▶ _REQUIREMENTS_:
a - From the Grafana IRM infrastructure-as-code page, set down the passage starting with "IRM supports the" and going on through "your automation strategy.", keeping the wording unchanged.
b - Answer these questions from the Grafana IRM infrastructure-as-code page:
(i) Which two infrastructure as code approaches does IRM support?
(ii) Besides shift swaps, which other fully manageable item concerns on-call schedules?
(iii) What triggers a sync of users?

▶ _EXTRACTED TEXT_:
Grafana Cloud
Last reviewed: April 1, 2026

Infrastructure as code

Infrastructure as code (IaC) enables you to automate your Grafana IRM setup and configuration using version-controlled, repeatable processes. This approach helps maintain consistency and simplifies the management of your incident response infrastructure.

Using infrastructure as code with IRM provides several key benefits:

  • Consistency: Reduce manual errors and enforce standardized configurations.
  • Version control: Track changes, manage rollbacks, and collaborate effectively.
  • Scalability: Deploy and manage configurations across multiple teams and environments.
  • Automation: Simplify updates and minimize manual intervention.
  • Compliance: Maintain audit trails and enforce security policies through code.

Before you begin

Ensure you have the following:

  • Access to your organization’s Grafana Cloud account.
  • Appropriate permissions to create and manage IRM resources.
  • A Grafana Cloud service account token or OnCall API key with the necessary permissions.
  • Terraform installed on your system (if using Terraform).

Supported tools

IRM supports the following infrastructure as code approaches:

  • Terraform: Use the Grafana Terraform provider to manage on-call schedules, escalation chains, integrations, routes, and more.
  • OnCall API: Build custom workflows and programmatically control your incident response setup. For API reference, refer to OnCall API.

Understand IRM resource management limitations

Not all IRM resources support full IaC management. Understanding these boundaries helps you plan your automation strategy.

Fully manageable via API and Terraform:

  • Integrations (including direct paging)
  • Escalation chains and escalation policies
  • Routes
  • On-call schedules and shifts
  • Shift swaps
  • Outgoing webhooks
  • Personal notification rules
  • Resolution notes

Read-only via API (provisioned through Grafana):

  • Users: Synced from your Grafana instance. Listing users with a Terraform user-agent triggers a sync.

▶ _DATASET EXTRACT_:

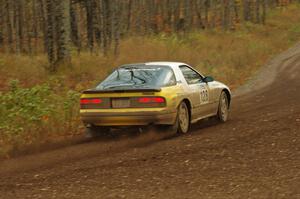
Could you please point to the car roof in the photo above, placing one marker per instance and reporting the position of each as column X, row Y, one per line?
column 171, row 64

▶ _PROBLEM SOLUTIONS_:
a -
IRM supports the following infrastructure as code approaches:

  • Terraform: Use the Grafana Terraform provider to manage on-call schedules, escalation chains, integrations, routes, and more.
  • OnCall API: Build custom workflows and programmatically control your incident response setup. For API reference, refer to OnCall API.

Understand IRM resource management limitations

Not all IRM resources support full IaC management. Understanding these boundaries helps you plan your automation strategy.

b -
(i) Terraform and the OnCall API.
(ii) On-call schedules and shifts.
(iii) Listing users with a Terraform user-agent.